## BEGIN

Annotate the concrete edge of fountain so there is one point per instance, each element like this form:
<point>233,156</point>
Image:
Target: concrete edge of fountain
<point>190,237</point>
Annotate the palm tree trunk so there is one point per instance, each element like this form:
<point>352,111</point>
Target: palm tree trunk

## END
## BEGIN

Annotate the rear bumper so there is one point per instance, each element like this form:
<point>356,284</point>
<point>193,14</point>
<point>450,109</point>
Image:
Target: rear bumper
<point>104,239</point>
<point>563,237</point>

## END

_EXERCISE INSTRUCTIONS_.
Report how many lines of the listing above contain the word "Annotate", treating case as significant. Give only the number.

_COMPLETED TASK_.
3